[Dataset records]
····················

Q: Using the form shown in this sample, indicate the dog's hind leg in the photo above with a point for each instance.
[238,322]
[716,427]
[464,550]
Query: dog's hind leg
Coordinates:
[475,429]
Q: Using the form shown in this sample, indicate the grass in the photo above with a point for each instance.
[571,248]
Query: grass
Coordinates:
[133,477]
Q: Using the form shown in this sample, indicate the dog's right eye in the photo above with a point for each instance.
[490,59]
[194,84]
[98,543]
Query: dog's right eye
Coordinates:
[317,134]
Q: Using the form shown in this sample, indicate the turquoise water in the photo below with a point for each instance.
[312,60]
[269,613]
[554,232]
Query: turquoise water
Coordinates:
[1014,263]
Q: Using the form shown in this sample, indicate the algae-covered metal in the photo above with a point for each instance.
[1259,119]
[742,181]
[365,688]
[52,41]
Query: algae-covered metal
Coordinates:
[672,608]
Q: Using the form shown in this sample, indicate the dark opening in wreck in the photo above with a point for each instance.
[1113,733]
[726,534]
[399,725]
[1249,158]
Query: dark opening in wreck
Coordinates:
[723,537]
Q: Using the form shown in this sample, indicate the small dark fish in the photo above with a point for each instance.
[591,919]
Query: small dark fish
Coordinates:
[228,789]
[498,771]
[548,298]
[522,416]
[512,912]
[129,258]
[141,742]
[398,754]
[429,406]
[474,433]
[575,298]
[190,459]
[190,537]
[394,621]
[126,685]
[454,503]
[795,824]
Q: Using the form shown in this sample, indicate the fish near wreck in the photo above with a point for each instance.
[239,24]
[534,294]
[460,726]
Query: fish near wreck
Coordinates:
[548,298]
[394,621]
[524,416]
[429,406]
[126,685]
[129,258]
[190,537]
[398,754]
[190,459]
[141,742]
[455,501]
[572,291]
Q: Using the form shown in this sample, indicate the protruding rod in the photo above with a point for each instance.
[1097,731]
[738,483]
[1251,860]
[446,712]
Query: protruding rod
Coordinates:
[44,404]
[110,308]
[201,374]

····················

What to produce: Give a word-for-word copy of the records.

Written response:
Q: Using the form shown in this sample, indicate the dog's hind leg in the photo above with a point for each instance.
[238,322]
[716,427]
[464,550]
Query: dog's hind leg
Coordinates:
[475,429]
Q: Using the form shown in this sample, indicate the grass in the photo above with a point for each instance.
[571,248]
Query: grass
Coordinates:
[133,477]
Q: Using the form shown in this sample, indicate the dog's right eye in the photo above with a point for each instance.
[490,59]
[194,84]
[98,543]
Query: dog's right eye
Coordinates:
[317,134]
Q: Using the form shown in this sample, indicate the turquoise water in the photo below with a point for each instance.
[312,60]
[269,613]
[554,232]
Query: turquoise water
Coordinates:
[1014,263]
Q: Using the form shown in this sample, indicate the algae-covered metal in the photo above with a point for each instance.
[1259,119]
[742,181]
[365,688]
[52,41]
Query: algae-covered metal
Coordinates:
[672,608]
Q: Using the form shown in this sample, indicate the dark opening in wreck in the photo above with a point for each instance.
[1113,733]
[726,534]
[399,725]
[1249,158]
Query: dark opening in wreck
Coordinates:
[723,537]
Q: Using the form shown in this sample, indicate the small dark fish in the photo above with a point for each instance.
[591,919]
Query: small dark fish
Coordinates:
[228,789]
[498,771]
[548,298]
[522,416]
[512,912]
[129,258]
[141,742]
[398,754]
[429,406]
[474,433]
[575,298]
[190,459]
[190,537]
[394,621]
[126,685]
[454,503]
[795,824]
Q: Using the form shown in this sample, indicate the fish near wreck in the photo above with a point for each instance.
[239,24]
[534,294]
[460,726]
Query: fish near wreck
Coordinates:
[548,298]
[394,621]
[524,416]
[429,406]
[126,685]
[129,258]
[190,537]
[398,754]
[190,459]
[141,742]
[455,501]
[572,291]
Q: Using the form shown in this sample, indicate the protruding rod in the photo above with a point for each instance.
[1097,731]
[738,483]
[1251,860]
[446,712]
Query: protruding rod
Coordinates:
[44,404]
[110,308]
[201,374]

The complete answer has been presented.